### [Brief]
Return the items word for word, starting with their first line and going on through the line that contains "xmin=228 ymin=246 xmax=300 ymax=340", with both of those lines included.

Source records

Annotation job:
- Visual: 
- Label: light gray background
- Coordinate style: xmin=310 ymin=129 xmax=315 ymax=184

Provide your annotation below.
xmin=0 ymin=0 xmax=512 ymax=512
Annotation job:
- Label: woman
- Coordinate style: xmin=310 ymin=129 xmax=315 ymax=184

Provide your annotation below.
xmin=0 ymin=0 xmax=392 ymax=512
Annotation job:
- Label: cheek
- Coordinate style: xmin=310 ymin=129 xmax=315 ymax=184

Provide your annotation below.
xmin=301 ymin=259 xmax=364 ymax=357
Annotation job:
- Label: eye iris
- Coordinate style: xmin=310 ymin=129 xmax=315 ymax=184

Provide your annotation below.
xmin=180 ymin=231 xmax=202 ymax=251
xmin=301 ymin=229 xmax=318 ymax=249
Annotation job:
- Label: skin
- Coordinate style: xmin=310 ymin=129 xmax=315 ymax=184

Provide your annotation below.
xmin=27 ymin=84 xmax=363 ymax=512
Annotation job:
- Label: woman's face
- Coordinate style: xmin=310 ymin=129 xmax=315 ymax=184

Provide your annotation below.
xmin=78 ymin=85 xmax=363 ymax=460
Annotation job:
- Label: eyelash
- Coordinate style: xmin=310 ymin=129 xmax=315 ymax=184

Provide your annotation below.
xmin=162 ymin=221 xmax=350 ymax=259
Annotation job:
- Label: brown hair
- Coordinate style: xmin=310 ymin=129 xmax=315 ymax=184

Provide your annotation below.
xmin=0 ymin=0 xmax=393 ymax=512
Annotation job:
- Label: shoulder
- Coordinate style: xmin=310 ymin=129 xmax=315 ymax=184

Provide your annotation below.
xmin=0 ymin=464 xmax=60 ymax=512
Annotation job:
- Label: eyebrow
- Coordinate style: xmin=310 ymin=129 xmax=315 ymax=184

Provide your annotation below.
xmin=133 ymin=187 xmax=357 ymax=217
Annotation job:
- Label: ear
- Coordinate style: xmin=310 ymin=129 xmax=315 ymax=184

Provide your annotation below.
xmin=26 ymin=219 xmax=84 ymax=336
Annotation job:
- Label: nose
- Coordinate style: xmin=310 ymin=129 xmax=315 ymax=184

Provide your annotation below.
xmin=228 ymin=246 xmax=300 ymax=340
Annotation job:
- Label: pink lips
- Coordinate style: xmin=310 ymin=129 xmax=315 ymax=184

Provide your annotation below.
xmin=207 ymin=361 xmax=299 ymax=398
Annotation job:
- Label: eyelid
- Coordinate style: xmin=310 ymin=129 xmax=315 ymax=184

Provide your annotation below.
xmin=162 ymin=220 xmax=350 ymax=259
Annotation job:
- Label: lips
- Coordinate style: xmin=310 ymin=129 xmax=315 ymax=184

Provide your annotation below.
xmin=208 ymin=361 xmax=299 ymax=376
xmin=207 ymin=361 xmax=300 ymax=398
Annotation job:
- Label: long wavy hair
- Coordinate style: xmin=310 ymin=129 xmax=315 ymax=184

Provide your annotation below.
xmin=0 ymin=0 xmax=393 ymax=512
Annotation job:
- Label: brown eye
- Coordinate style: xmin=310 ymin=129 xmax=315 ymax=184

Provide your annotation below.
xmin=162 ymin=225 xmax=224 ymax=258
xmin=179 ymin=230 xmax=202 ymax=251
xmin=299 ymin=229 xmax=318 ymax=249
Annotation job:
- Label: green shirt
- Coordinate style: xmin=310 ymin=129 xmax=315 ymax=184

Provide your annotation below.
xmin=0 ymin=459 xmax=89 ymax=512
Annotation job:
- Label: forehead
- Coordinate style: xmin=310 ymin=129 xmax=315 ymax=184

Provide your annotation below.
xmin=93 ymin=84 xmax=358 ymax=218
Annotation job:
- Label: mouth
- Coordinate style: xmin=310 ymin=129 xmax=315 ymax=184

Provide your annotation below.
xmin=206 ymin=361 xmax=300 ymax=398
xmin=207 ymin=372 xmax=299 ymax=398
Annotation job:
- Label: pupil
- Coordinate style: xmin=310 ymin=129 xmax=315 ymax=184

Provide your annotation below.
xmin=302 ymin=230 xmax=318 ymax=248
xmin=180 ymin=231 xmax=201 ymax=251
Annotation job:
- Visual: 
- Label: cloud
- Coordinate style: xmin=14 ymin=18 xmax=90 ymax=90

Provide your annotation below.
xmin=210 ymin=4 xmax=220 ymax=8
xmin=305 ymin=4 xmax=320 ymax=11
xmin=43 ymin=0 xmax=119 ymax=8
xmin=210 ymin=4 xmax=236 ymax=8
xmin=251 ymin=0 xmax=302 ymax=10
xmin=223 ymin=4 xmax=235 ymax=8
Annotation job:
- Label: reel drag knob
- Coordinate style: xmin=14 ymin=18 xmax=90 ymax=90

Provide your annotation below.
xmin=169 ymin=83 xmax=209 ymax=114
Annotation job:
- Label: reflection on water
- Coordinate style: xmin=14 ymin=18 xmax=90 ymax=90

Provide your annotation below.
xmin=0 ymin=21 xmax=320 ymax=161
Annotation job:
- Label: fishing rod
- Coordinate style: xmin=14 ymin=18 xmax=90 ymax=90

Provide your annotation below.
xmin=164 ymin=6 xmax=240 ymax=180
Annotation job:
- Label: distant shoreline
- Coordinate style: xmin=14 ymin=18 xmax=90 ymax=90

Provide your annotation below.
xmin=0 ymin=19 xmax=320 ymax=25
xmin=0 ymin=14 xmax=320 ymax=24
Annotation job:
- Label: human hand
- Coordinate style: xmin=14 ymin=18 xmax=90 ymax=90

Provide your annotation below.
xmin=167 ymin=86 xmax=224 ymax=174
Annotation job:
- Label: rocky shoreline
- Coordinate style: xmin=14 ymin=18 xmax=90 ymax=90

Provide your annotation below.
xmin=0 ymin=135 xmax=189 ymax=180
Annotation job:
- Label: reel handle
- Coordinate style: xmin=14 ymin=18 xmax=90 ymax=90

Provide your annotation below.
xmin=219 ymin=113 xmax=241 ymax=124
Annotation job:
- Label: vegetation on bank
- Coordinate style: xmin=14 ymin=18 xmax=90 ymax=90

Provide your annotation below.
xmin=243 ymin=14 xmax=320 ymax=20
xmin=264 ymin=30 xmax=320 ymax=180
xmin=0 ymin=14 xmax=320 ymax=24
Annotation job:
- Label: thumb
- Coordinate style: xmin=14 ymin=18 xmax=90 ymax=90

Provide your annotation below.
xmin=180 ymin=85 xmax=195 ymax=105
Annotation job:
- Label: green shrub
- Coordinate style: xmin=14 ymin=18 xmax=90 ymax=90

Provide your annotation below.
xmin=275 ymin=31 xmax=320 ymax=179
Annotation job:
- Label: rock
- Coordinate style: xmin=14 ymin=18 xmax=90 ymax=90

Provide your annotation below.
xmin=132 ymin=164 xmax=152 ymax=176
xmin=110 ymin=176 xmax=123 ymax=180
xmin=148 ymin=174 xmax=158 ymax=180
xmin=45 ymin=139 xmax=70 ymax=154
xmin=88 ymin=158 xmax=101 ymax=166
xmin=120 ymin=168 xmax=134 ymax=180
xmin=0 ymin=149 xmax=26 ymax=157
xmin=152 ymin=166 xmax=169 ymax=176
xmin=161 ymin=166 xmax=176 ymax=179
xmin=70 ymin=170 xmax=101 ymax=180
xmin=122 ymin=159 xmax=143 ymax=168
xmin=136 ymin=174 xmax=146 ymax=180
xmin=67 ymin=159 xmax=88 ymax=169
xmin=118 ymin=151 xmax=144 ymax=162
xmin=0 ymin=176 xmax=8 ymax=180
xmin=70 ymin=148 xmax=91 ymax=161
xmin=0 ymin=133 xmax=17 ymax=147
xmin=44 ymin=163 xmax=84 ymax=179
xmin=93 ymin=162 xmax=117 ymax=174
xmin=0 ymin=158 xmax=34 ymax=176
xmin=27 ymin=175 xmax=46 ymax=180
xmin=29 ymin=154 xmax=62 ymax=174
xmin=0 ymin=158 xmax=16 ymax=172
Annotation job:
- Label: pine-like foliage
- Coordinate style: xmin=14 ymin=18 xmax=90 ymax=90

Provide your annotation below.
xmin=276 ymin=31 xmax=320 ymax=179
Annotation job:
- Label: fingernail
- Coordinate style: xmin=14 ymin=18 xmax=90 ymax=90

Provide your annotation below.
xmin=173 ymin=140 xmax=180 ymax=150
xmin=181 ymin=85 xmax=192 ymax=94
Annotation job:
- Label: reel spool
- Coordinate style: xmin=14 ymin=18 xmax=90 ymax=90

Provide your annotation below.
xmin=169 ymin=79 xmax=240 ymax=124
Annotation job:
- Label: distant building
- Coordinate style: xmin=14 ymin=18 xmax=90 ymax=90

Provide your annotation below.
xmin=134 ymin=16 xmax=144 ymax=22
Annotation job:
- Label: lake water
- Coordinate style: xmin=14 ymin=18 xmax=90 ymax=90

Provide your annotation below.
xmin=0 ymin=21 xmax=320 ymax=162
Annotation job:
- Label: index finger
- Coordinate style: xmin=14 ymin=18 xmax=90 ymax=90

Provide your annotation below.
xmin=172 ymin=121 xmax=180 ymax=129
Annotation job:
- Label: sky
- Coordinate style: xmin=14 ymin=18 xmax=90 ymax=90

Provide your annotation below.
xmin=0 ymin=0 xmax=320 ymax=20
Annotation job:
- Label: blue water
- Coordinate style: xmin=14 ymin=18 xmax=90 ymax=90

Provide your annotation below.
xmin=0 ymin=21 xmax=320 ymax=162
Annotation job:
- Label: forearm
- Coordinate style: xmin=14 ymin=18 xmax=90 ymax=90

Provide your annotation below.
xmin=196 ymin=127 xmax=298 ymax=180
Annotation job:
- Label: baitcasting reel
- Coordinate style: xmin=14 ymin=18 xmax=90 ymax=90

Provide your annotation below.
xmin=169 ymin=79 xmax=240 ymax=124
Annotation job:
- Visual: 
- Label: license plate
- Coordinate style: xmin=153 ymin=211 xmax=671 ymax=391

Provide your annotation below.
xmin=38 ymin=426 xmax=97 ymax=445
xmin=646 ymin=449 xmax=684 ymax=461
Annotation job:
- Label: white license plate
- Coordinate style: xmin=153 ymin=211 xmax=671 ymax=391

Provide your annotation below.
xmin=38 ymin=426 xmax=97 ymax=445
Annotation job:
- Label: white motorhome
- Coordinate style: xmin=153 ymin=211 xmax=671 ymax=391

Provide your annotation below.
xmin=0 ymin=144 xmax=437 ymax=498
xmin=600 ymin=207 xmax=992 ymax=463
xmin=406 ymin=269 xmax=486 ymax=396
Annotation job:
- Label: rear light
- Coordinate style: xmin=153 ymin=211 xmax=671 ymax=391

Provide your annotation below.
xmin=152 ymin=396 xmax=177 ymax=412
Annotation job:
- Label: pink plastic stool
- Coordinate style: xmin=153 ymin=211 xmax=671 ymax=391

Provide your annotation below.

### [Exercise response]
Annotation job:
- Visual: 
- Label: light gray background
- Coordinate style: xmin=310 ymin=129 xmax=315 ymax=184

Provide your annotation below.
xmin=0 ymin=0 xmax=512 ymax=512
Annotation job:
- Label: woman
- Coordinate style: xmin=310 ymin=129 xmax=315 ymax=184

Provide your annotation below.
xmin=0 ymin=0 xmax=392 ymax=512
Annotation job:
- Label: cheek
- Coordinate style: xmin=310 ymin=129 xmax=315 ymax=184

Provide your annotation below.
xmin=301 ymin=259 xmax=364 ymax=357
Annotation job:
- Label: eye iris
- Coordinate style: xmin=310 ymin=129 xmax=315 ymax=184

Provide your annotation below.
xmin=180 ymin=231 xmax=202 ymax=251
xmin=301 ymin=229 xmax=318 ymax=249
Annotation job:
- Label: skin
- Coordinate style: xmin=310 ymin=129 xmax=315 ymax=184

Provide your annotation below.
xmin=27 ymin=84 xmax=363 ymax=512
Annotation job:
- Label: woman's face
- Coordinate style: xmin=310 ymin=129 xmax=315 ymax=184

Provide your annotation below.
xmin=78 ymin=85 xmax=363 ymax=460
Annotation job:
- Label: eyelash
- Coordinate style: xmin=310 ymin=129 xmax=315 ymax=184

Provide your annotation below.
xmin=162 ymin=221 xmax=350 ymax=259
Annotation job:
- Label: brown hair
- Coordinate style: xmin=310 ymin=129 xmax=315 ymax=184

Provide your annotation below.
xmin=0 ymin=0 xmax=393 ymax=512
Annotation job:
- Label: shoulder
- Coordinate style: xmin=310 ymin=129 xmax=315 ymax=184

Provide your annotation below.
xmin=0 ymin=464 xmax=60 ymax=512
Annotation job:
- Label: eyebrow
- Coordinate style: xmin=310 ymin=129 xmax=315 ymax=184

Provide your annotation below.
xmin=133 ymin=187 xmax=357 ymax=217
Annotation job:
- Label: ear
- Coordinate style: xmin=310 ymin=129 xmax=315 ymax=184

Provide your annotation below.
xmin=26 ymin=219 xmax=84 ymax=336
Annotation job:
- Label: nose
- Coordinate style: xmin=310 ymin=129 xmax=315 ymax=184

Provide your annotation below.
xmin=228 ymin=246 xmax=300 ymax=340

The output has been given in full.